= Goal =
Please reproduce the material below word for word, keeping every line and every coordinate unchanged.
** Begin Records supplied **
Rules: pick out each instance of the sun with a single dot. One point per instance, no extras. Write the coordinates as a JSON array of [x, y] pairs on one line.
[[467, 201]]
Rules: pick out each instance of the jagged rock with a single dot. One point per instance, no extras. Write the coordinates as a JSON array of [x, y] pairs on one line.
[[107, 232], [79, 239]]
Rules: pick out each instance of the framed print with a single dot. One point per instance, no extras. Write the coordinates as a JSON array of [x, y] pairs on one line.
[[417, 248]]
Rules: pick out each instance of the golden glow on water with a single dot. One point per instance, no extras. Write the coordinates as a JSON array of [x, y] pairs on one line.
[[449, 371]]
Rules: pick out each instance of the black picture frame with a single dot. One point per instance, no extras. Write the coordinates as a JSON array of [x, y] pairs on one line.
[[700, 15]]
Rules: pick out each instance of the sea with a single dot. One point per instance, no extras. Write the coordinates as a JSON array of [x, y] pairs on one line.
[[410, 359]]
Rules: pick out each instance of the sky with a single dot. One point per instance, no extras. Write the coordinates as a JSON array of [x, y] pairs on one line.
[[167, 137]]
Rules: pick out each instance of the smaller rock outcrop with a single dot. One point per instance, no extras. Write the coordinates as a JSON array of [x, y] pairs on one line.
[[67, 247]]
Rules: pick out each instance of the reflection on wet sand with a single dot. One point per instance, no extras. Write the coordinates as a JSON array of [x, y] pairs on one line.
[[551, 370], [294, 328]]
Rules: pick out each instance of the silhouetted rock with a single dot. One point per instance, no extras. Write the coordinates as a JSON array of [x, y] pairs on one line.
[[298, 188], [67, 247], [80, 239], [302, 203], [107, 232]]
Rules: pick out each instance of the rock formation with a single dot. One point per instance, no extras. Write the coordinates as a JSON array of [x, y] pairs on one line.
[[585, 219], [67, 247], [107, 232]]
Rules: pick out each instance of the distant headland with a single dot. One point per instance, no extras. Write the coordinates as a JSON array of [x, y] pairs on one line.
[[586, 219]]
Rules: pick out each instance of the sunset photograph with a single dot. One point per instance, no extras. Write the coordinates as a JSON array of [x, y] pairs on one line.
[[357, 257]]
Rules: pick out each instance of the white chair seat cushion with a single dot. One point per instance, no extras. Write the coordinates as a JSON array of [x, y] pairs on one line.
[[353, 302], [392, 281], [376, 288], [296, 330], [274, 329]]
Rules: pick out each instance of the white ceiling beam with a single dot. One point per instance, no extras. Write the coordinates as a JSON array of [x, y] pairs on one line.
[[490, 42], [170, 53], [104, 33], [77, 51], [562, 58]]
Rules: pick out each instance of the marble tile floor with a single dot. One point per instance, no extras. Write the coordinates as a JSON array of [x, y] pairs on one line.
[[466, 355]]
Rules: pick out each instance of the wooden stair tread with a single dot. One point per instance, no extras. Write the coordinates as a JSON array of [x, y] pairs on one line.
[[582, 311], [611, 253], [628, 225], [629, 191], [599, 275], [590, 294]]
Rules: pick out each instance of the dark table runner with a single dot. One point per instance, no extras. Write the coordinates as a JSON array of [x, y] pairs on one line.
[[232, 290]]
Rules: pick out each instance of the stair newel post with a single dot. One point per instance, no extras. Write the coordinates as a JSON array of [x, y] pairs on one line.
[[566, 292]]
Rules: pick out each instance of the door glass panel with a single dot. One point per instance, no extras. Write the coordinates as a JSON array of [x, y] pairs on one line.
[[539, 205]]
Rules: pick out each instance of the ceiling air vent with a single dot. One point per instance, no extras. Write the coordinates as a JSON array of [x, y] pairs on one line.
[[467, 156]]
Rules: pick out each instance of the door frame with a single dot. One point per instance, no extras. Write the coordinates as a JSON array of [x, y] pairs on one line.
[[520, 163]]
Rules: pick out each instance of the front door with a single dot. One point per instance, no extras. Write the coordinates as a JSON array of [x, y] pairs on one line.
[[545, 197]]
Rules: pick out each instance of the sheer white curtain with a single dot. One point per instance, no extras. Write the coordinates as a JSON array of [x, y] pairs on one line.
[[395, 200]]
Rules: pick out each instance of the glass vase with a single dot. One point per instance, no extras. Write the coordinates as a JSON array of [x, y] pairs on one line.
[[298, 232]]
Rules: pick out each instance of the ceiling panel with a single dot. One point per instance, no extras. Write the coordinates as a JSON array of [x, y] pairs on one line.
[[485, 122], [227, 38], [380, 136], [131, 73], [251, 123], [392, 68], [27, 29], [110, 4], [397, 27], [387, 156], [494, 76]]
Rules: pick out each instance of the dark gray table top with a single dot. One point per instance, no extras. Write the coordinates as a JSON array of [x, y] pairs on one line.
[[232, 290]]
** End Records supplied **
= Full solution =
Rules: pick out each instance of the sun with a single dot. One point per instance, no extras. Write the coordinates as a JSON array of [x, y] pairs on one line.
[[467, 201]]
Rules: pick out each instance of the jagged rock with a single dot. One point per instance, no extras. Write the coordinates as a JSON array of [x, y] pairs on one line.
[[107, 232], [79, 239]]
Rules: pick out each instance of the framed print with a single dot. One point per instance, no extras. Write the coordinates as a JSON array of [x, y] pairs on one line.
[[417, 248]]
Rules: pick out each instance of the golden glow on water with a single dot. One point per instance, no extras. Write the coordinates as a JSON array of [x, y] pairs on one line.
[[449, 371]]
Rules: pick out each instance of the black picture frame with a single dot. One point per instance, no extras. Write the coordinates as a JSON array of [x, y] pairs on one line.
[[700, 15]]
Rules: pick out each instance of the sea with a single dot. One point per instance, no extras. Write the coordinates as a JSON array of [x, y] pairs on one line.
[[410, 359]]
Rules: pick out each instance of the sky with a single dot. One point per instance, no extras. Write the coordinates as a JSON array of [x, y] pairs on one line.
[[167, 137]]
Rules: pick out each instance of the smaller rock outcrop with a single dot. One point per instance, no extras. Write the coordinates as a JSON array of [x, y] pairs on one line.
[[67, 247]]
Rules: pick out each instance of the reflection on wet sand with a single dot. One point per instance, no extras. Write the coordinates as a JSON array of [x, y] pairs on one line.
[[551, 370], [294, 328]]
Rules: pick out each instance of the silhouetted rock with a single dot. One point per instance, no extras. Write the coordinates as a JSON array of [x, y] pairs on one line.
[[298, 188], [67, 247], [80, 239], [302, 203], [107, 232]]
Rules: pick out each instance of the rock formation with a single dot. One point per instance, no extras. Write the coordinates as a JSON array of [x, y] pairs on one line.
[[585, 219], [67, 247], [107, 232]]
Rules: pick out each instance of the distant headland with a single dot. One point per instance, no extras. Write the coordinates as a JSON array of [x, y] pairs on one line.
[[586, 219]]
Rules: pick out each instance of the sunset photograph with a single dot. One point per instance, no extras. Write the coordinates as a JSON array of [x, y] pairs on one line.
[[357, 257]]
Rules: pick out each instance of the white chair seat cushion with a single dot. One point per instance, no extras. Write the coordinates as a JSON array of [x, y] pairs on one line.
[[353, 302], [392, 281], [376, 288], [296, 330], [274, 329]]
Rules: pick out each instance of the white ceiling beam with a single dot. One point per instance, no extras. Write the coordinates as a JSON array of [x, y] pairs on one line.
[[490, 42], [170, 53], [104, 33], [77, 51], [562, 58]]
Rules: pick out each instance of the marble tile floor with a single dot. One point per instance, no extras. Write the coordinates as a JSON array of [x, y] pairs on one line.
[[466, 355]]
Rules: pick out each instance of the wooden stair tread with a single dot. One point per instance, no extras. Write the coordinates as a JSON array of [x, y] pairs on one line.
[[582, 311], [611, 253], [628, 225], [629, 191], [599, 275], [590, 294]]
Rules: pick out each instance of the dark table runner with a single dot. One point per instance, no extras. Write the coordinates as a JSON array of [x, y] pairs on one line.
[[232, 290]]
Rules: pick out each instance of the stair newel post with a single dot. One point per instance, no extras. Write the coordinates as a JSON array of [x, y] pairs on one line.
[[566, 292]]
Rules: pick out each instance of the door glass panel with a single dot. One point per instance, no extras. Write the coordinates as a JSON array of [x, y] pairs on one line.
[[539, 205]]
Rules: pick out each instance of the ceiling air vent with a single dot. One point per instance, no extras. Write the coordinates as a JSON array of [x, y] pairs on one line.
[[467, 156]]
Rules: pick out each instance of the door frame with a single dot. One point per instance, no extras. Write the coordinates as a JSON array of [x, y] pairs on one line.
[[520, 163]]
Rules: pick out each instance of the front door with a single dot. One point per instance, no extras. Write the coordinates as a JSON array of [x, y] pairs on one line.
[[545, 197]]
Rules: pick out each instance of the sheer white curtain with a single dot. One point per instance, no extras. Write the coordinates as a JSON array of [x, y] pairs on one line.
[[395, 200]]
Rules: pick out each instance of the glass vase with a single dot. One point per instance, no extras. Write the coordinates as a JSON array of [x, y] pairs on one line.
[[298, 232]]
Rules: pick out each instance of the ceiling panel with a single dot. One point per instance, no extras. Write the coordinates as a JSON array of [x, y] pairs on one line.
[[485, 122], [227, 38], [380, 136], [131, 73], [251, 123], [392, 68], [27, 29], [110, 4], [397, 27], [387, 156], [494, 76]]
Rules: pick out each instance of the dark gray table top with a single dot. One point per instance, no extras. Write the coordinates as a JSON array of [x, y] pairs on one line.
[[232, 290]]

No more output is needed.